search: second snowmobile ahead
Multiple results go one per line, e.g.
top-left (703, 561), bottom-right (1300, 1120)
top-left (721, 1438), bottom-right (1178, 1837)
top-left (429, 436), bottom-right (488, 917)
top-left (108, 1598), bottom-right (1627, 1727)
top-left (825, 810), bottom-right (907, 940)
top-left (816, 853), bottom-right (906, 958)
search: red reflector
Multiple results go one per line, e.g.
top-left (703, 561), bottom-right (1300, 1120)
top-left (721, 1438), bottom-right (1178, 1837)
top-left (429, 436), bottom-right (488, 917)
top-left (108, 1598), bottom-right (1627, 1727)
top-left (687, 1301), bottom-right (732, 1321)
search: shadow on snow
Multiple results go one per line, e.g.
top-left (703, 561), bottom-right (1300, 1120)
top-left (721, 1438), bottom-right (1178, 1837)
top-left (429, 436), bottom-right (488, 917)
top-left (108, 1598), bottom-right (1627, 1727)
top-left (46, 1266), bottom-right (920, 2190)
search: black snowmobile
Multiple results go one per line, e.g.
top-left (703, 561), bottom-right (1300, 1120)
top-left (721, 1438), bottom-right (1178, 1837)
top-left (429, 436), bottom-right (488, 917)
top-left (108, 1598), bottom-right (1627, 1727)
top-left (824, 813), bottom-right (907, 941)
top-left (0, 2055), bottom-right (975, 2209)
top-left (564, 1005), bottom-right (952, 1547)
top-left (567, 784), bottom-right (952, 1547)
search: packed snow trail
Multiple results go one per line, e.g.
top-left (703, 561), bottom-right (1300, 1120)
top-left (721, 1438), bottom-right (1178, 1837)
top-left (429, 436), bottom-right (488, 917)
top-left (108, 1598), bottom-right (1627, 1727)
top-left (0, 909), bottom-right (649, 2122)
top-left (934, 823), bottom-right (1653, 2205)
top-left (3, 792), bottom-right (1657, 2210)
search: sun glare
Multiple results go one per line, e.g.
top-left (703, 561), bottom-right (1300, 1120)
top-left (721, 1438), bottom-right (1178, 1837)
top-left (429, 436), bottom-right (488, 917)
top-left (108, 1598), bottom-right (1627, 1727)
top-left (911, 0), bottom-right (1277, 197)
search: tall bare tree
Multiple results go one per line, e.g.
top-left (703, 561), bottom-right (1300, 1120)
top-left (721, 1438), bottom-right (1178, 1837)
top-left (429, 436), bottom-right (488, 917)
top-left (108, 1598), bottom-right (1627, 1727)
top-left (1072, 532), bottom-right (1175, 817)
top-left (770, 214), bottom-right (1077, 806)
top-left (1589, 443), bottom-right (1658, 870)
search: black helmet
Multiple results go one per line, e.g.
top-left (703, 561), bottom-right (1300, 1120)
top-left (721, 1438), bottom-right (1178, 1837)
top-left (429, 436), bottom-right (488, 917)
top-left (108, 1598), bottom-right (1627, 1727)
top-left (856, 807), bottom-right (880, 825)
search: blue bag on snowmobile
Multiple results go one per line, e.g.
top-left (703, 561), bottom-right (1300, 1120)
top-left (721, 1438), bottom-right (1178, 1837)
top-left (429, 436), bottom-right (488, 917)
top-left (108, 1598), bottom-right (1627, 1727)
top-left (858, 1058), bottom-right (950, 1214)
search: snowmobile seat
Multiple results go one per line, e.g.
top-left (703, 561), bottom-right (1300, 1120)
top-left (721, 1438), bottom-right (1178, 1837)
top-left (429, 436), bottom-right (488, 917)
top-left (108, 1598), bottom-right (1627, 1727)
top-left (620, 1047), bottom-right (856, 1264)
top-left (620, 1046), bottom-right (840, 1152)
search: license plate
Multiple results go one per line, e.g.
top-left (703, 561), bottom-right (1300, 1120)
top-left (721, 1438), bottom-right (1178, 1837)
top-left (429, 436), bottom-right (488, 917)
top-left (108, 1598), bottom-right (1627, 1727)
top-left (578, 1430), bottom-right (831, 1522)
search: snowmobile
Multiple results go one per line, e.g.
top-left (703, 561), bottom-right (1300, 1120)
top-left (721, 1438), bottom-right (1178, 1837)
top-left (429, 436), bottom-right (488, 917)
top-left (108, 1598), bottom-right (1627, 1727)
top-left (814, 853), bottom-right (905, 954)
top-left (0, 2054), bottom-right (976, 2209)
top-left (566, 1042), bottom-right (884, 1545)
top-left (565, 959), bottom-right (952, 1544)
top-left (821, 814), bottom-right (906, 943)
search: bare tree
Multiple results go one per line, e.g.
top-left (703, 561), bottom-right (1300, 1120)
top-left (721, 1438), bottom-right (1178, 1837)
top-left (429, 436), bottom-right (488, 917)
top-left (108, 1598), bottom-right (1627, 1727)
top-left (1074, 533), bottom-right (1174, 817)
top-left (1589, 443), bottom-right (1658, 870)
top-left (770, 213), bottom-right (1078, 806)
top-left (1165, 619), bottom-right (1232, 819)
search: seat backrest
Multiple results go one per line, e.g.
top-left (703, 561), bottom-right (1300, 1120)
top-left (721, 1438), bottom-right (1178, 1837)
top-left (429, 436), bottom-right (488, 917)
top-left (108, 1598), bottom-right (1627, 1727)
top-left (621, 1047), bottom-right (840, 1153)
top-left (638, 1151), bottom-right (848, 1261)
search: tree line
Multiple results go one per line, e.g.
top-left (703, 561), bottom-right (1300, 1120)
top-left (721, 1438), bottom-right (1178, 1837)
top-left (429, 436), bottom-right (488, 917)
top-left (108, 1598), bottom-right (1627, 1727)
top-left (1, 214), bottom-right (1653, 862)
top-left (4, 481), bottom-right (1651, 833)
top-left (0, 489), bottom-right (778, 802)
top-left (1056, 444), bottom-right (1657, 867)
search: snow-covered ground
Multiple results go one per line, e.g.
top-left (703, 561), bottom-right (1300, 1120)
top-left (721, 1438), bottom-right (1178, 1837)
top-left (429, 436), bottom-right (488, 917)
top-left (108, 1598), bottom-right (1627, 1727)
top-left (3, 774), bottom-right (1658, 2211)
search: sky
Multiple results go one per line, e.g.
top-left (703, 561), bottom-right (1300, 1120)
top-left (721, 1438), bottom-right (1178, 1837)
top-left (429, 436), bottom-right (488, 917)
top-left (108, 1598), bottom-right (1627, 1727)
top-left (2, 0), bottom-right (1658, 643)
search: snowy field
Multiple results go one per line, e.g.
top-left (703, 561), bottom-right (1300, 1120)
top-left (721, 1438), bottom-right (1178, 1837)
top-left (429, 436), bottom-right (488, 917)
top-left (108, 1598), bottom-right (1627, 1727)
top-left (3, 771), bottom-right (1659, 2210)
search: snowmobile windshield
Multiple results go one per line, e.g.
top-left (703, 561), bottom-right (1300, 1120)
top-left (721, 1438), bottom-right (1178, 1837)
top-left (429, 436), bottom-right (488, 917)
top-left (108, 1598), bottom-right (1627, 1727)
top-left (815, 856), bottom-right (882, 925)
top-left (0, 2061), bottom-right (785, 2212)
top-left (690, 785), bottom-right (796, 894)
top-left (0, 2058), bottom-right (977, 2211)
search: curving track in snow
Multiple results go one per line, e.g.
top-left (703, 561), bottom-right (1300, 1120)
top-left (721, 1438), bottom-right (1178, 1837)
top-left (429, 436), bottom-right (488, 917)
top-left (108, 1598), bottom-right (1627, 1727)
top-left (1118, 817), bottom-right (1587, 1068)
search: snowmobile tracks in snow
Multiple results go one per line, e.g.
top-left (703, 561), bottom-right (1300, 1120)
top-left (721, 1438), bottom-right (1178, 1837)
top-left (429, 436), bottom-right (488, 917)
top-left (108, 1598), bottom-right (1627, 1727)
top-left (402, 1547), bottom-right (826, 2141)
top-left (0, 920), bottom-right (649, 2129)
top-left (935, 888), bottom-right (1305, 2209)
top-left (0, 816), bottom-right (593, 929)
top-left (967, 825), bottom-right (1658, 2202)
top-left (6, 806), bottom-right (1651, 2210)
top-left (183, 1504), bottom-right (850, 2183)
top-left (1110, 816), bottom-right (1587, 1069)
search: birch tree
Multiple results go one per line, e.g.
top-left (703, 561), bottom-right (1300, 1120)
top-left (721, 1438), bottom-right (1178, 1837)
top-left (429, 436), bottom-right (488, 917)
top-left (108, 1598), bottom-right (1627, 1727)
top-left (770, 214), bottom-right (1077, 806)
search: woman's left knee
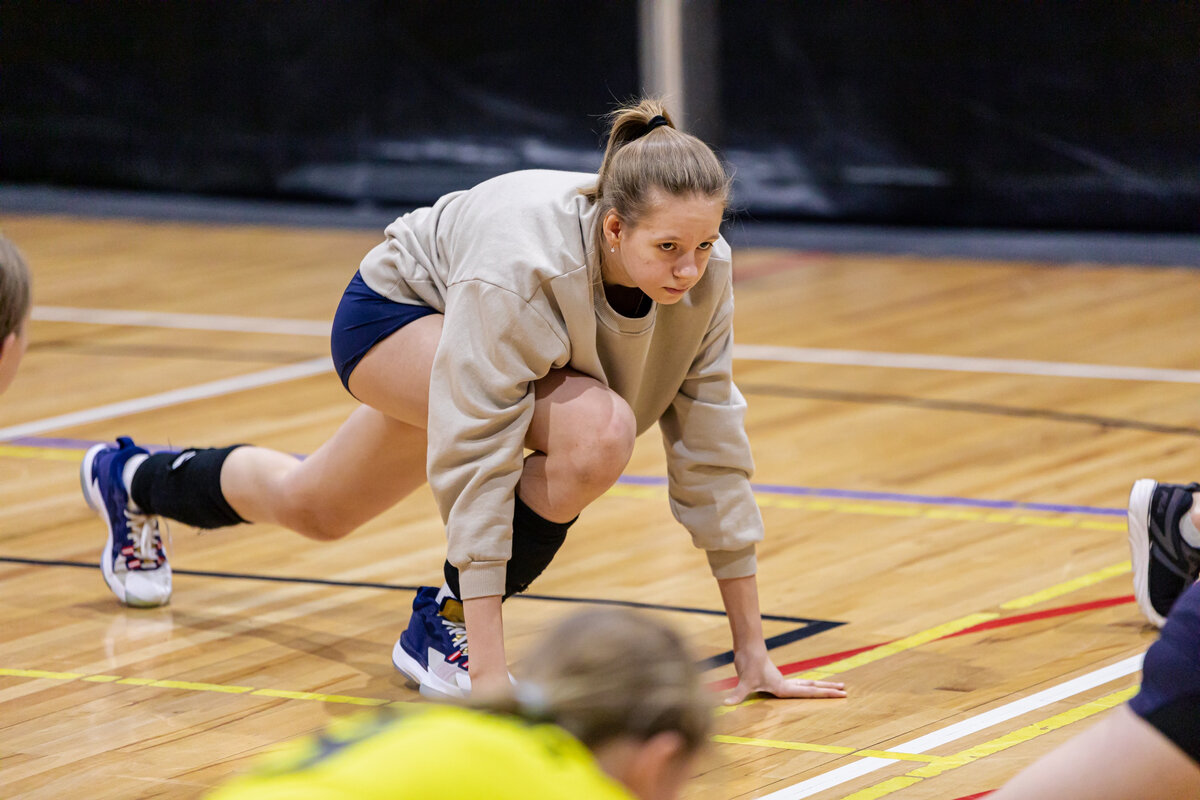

▶ _WORK REQUEST_:
Show all lines from the data that contain "seat".

▶ _SOLUTION TO THE EXERCISE_:
search: snowmobile seat
search: seat backrest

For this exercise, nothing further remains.